- _Passage to read_
○ ○ ○

FIG. 8 a schematic representation of a pull-off process of the protective layer.

As an introduction, it should be stated that in the different embodiments described, the same parts are provided with the same reference symbols or the same component designations, wherein disclosures contained in the description as a whole can be applied analogously to the same parts having the same reference symbols or component designations. Also, the position information selected in the description, such as at the top, at the bottom, at the side, etc., for example, relates only to the figure being directly described and shown, and this position information must be applied analogously to a new position in the case of a change in position.

FIG. 1 shows a first possibility for winding up a metal strip 1. In this case, this strip is wound in spiral shape around a core 2, wherein the individual layers lie one on top of the other.

In FIG. 2, the metal strip 1 is also wound in spiral shape, but the individual layers are spaced apart from one another here.

FIG. 3 shows an exemplary protective layer 3, which in this case adheres to the metal strip 1 only on one side.

In FIG. 4, in contrast, a metal strip 1 is shown that is equipped with protective layers 3 and 4 on both sides.

The winding techniques shown in FIGS. 1 and 2 are suitable for winding up/reeling up a finite metal strip 1. In FIGS. 5 and 6, in contrast, a winding technique for winding up an endless metal strip 1 is shown. In this regard, the metal strip is laid around a first and a second core 5 and 6. Now a third core 7 is laid onto the metal strip 1 from the outside. While the first and the third core 5 and 7 are held in place (for example, they can be screwed to one another by way of rails), the second core 6 is moved around the cores 5 and 7 in the direction of the arrow, and thereby the metal strip 1 is wound up. Then an arrangement as shown in FIG. 6 occurs. For stabilization of the resulting composite, the second core 6 can also be screwed to the first and third core 5 and 7 by way of rails.

○ ○ ○

- _Jobs_
a - Reproduce the metal strip passage word for word from "The winding techniques" to "way of rails.".
b - In the winding technique for an endless strip described in the metal strip passage, which cores are held in place while the second core is moved?
The material after the metal strip passage comes from a different source.

- _Recorded information_
○ ○ ○

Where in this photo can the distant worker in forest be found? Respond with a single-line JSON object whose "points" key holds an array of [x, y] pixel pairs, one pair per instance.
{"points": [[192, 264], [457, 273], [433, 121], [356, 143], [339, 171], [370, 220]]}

○ ○ ○

- _Solutions below_
a -
The winding techniques shown in FIGS. 1 and 2 are suitable for winding up/reeling up a finite metal strip 1. In FIGS. 5 and 6, in contrast, a winding technique for winding up an endless metal strip 1 is shown. In this regard, the metal strip is laid around a first and a second core 5 and 6. Now a third core 7 is laid onto the metal strip 1 from the outside. While the first and the third core 5 and 7 are held in place (for example, they can be screwed to one another by way of rails), the second core 6 is moved around the cores 5 and 7 in the direction of the arrow, and thereby the metal strip 1 is wound up. Then an arrangement as shown in FIG. 6 occurs. For stabilization of the resulting composite, the second core 6 can also be screwed to the first and third core 5 and 7 by way of rails.

b - The first and third cores, 5 and 7.